'''
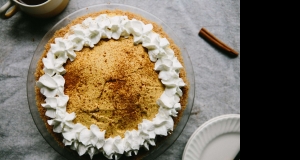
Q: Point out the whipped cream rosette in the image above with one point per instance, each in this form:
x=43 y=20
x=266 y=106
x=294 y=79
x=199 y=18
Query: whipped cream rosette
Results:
x=92 y=140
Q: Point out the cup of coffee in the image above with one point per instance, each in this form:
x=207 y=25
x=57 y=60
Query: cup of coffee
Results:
x=35 y=8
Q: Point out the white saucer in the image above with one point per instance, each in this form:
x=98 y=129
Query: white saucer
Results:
x=216 y=139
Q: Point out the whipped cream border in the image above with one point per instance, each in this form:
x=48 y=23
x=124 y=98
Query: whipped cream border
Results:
x=87 y=34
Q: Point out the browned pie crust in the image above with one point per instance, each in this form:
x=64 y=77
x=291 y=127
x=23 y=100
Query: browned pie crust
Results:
x=112 y=85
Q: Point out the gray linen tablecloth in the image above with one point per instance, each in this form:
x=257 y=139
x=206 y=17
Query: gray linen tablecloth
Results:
x=217 y=76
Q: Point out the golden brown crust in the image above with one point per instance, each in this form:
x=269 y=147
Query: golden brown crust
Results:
x=110 y=81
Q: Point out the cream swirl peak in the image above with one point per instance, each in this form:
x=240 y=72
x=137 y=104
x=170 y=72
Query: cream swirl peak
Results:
x=92 y=140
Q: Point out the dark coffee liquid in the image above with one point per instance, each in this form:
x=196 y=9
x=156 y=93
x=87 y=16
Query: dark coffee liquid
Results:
x=32 y=2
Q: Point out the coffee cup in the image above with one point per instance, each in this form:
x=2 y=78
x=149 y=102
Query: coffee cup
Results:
x=35 y=8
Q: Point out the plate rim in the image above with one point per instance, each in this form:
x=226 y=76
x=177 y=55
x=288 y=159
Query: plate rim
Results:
x=205 y=125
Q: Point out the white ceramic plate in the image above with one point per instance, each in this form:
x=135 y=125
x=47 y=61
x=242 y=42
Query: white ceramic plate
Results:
x=216 y=139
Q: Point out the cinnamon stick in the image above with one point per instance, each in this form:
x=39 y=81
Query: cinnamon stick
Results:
x=213 y=39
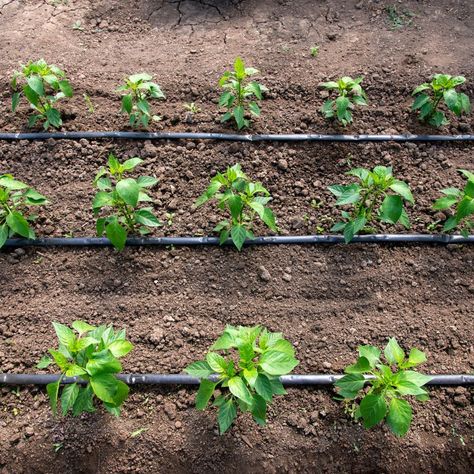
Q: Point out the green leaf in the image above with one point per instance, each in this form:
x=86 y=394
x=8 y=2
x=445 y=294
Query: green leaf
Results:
x=277 y=363
x=65 y=335
x=373 y=409
x=68 y=397
x=120 y=348
x=226 y=415
x=206 y=389
x=105 y=387
x=18 y=224
x=116 y=234
x=103 y=362
x=393 y=352
x=263 y=387
x=200 y=369
x=391 y=209
x=238 y=388
x=402 y=188
x=399 y=416
x=350 y=385
x=239 y=235
x=53 y=389
x=36 y=84
x=44 y=362
x=128 y=190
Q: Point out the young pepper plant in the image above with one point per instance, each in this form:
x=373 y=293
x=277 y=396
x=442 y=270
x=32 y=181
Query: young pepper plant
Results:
x=378 y=196
x=384 y=398
x=122 y=196
x=15 y=198
x=442 y=88
x=42 y=85
x=463 y=203
x=350 y=93
x=248 y=385
x=243 y=199
x=93 y=355
x=139 y=90
x=239 y=94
'''
▶ **Work instructions**:
Please reproduce all of the data above with every "Point out" swapped for "Mark" and nothing else changed. Omit the pictures from your answer.

▶ **Output for this exercise**:
Q: Mark the whipped cream rosette in the image above with one point per instance, each in this form:
x=43 y=20
x=266 y=106
x=294 y=79
x=199 y=18
Query: whipped cream rosette
Results:
x=92 y=140
Q: Mark the cup of coffee in the image above with one point per instance, each in this form:
x=207 y=25
x=57 y=60
Query: cup of coffee
Results:
x=35 y=8
Q: Mark the white saucer in the image above with one point per instance, each in this form:
x=98 y=129
Query: white saucer
Results:
x=216 y=139
Q: Mark the whipped cream border in the image above with one point per instance, each in this form:
x=48 y=23
x=124 y=98
Query: whipped cream border
Results:
x=87 y=34
Q: Mark the browned pie crust in the image above with one point per instance, each in this form:
x=64 y=77
x=291 y=127
x=23 y=100
Query: browned pie crust
Results:
x=112 y=85
Q: Mark the gray linen tablecloth in the image above with one point per instance, each in this form:
x=257 y=139
x=206 y=17
Query: gray linen tablecloth
Results:
x=217 y=76
Q: Mark the golden brown crust in the image above with one point per instance, each in this form:
x=269 y=147
Query: golden brown crust
Results:
x=110 y=81
Q: Mark the cream swirl peak in the image above with one point per instance, each in this form:
x=240 y=72
x=137 y=104
x=170 y=72
Query: cream swirl peak
Results:
x=92 y=140
Q: Mark the dark coffee liquid in the image above with one point per instance, each in this form:
x=196 y=9
x=156 y=93
x=87 y=16
Query: dark coffee liquid
Results:
x=32 y=2
Q: Mark the coffee cup in the image above with one point per instance, each in this form:
x=2 y=78
x=149 y=102
Query: coffee cup
Results:
x=35 y=8
Q: Mark the plate rim in the image above with one point per instance, each in this form:
x=226 y=76
x=177 y=55
x=288 y=159
Query: plate rim
Results:
x=205 y=125
Q: Mark the white ceramic plate in the image above with one point per instance, each in this form:
x=135 y=125
x=47 y=61
x=242 y=42
Query: white ceramic plate
Results:
x=216 y=139
Q: Mark the cinnamon stick in the image above with one point per instance, each in this form:
x=39 y=81
Query: cinnamon stick
Results:
x=213 y=39
Q: Mark the green leaf in the image above with one point per instance, each in this form:
x=86 y=394
x=8 y=2
x=445 y=294
Query: green leaf
Results:
x=277 y=363
x=65 y=335
x=373 y=409
x=68 y=397
x=120 y=348
x=226 y=415
x=206 y=389
x=105 y=387
x=18 y=224
x=116 y=234
x=103 y=362
x=393 y=352
x=263 y=387
x=200 y=369
x=391 y=209
x=238 y=388
x=402 y=188
x=399 y=416
x=350 y=385
x=239 y=235
x=53 y=389
x=36 y=84
x=44 y=362
x=128 y=190
Q: Mark the young pepper plant in the image above with one point per instance, each in this form:
x=373 y=293
x=277 y=396
x=442 y=270
x=32 y=181
Query: young pepper plant
Results:
x=378 y=196
x=384 y=398
x=122 y=196
x=15 y=198
x=442 y=88
x=42 y=85
x=463 y=203
x=350 y=93
x=248 y=385
x=243 y=199
x=93 y=355
x=139 y=90
x=239 y=94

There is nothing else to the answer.